§ Written problem 1: According to the newsletter, which three institutions make up the STCE collaborative network?

STCE Newsletter

10 Feb 2025 - 16 Feb 2025

Published by the STCE - this issue : 21 Feb 2025.
The Solar-Terrestrial Centre of Excellence (STCE) is a collaborative network of the Belgian Institute for Space Aeronomy, the Royal Observatory of Belgium and the Royal Meteorological Institute of Belgium.
Archive of the newsletters Subscribe to this newsletter by mail
1. Eruptions à la carte!
2. Solar Orbiter flying by Venus
3. Future Space Weather experts visiting the STCE
4. Review of space weather
5. International Sunspot Number by SILSO
6. Noticeable Solar Events
7. Geomagnetic Observations in Belgium
8. The SIDC space weather briefing
9. PROBA2 Observations (10 Feb 2025 - 16 Feb 2025)
10. Review of Ionospheric Activity

Eruptions à la carte!

§ Material provided:
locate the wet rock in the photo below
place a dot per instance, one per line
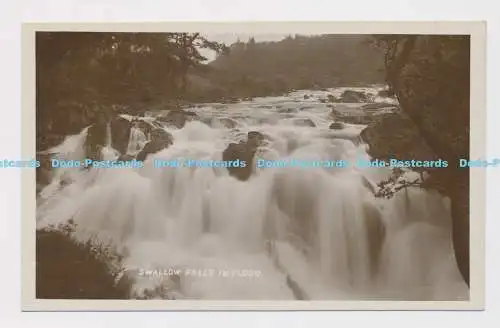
(332, 98)
(125, 157)
(255, 138)
(398, 136)
(177, 118)
(160, 139)
(44, 172)
(79, 271)
(287, 110)
(379, 106)
(337, 126)
(228, 122)
(351, 96)
(243, 151)
(385, 93)
(120, 133)
(145, 127)
(375, 234)
(304, 122)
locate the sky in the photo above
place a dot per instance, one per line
(230, 38)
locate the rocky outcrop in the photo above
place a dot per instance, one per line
(160, 139)
(397, 136)
(430, 76)
(243, 151)
(177, 117)
(79, 271)
(336, 126)
(304, 122)
(120, 133)
(351, 96)
(364, 115)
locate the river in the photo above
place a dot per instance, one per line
(286, 233)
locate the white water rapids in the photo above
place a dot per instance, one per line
(204, 219)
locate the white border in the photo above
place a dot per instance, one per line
(475, 29)
(14, 12)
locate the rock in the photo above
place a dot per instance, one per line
(375, 234)
(255, 138)
(44, 172)
(79, 271)
(177, 117)
(351, 96)
(332, 98)
(125, 157)
(304, 122)
(337, 126)
(120, 133)
(243, 151)
(160, 139)
(228, 122)
(385, 93)
(377, 106)
(396, 135)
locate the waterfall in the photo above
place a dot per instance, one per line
(317, 232)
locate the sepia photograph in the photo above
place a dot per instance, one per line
(227, 166)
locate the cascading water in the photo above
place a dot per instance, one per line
(284, 232)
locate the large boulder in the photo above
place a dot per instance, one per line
(307, 122)
(397, 136)
(351, 96)
(177, 117)
(120, 133)
(160, 139)
(337, 126)
(243, 151)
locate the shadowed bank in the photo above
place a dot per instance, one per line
(313, 232)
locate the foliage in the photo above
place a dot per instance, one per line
(297, 62)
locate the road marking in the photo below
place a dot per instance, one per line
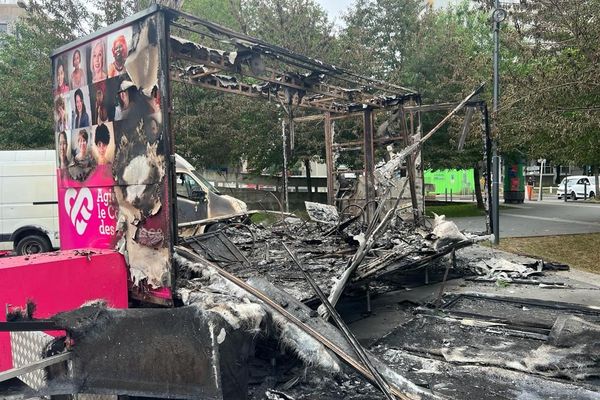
(568, 204)
(551, 219)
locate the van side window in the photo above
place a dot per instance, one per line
(181, 189)
(185, 185)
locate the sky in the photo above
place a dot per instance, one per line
(335, 8)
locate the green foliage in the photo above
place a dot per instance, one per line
(551, 88)
(550, 75)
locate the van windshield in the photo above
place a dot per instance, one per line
(205, 182)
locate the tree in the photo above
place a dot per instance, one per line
(551, 87)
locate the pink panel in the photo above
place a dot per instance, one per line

§ Written problem 2: Convert the stretch of the records from the line containing "locate the van side window in the photo above" through the end of the records into a Markdown table with the columns Row and Line. Omit blank lines.

§ Right answer 1: The Belgian Institute for Space Aeronomy, the Royal Observatory of Belgium and the Royal Meteorological Institute of Belgium.

§ Right answer 2:
| Row | Line |
|---|---|
| 1 | locate the van side window in the photo above |
| 2 | place a dot per instance, one per line |
| 3 | (181, 189) |
| 4 | (185, 185) |
| 5 | locate the sky in the photo above |
| 6 | place a dot per instance, one per line |
| 7 | (335, 8) |
| 8 | locate the green foliage in the photo above |
| 9 | place a dot per instance, one per line |
| 10 | (551, 88) |
| 11 | (550, 75) |
| 12 | locate the van windshield in the photo above |
| 13 | place a dot per instance, one per line |
| 14 | (205, 182) |
| 15 | locate the tree in the photo above |
| 16 | place a dot per instance, one per line |
| 17 | (551, 87) |
| 18 | locate the pink panel in the photo above |
| 19 | place a dot per instance, one per line |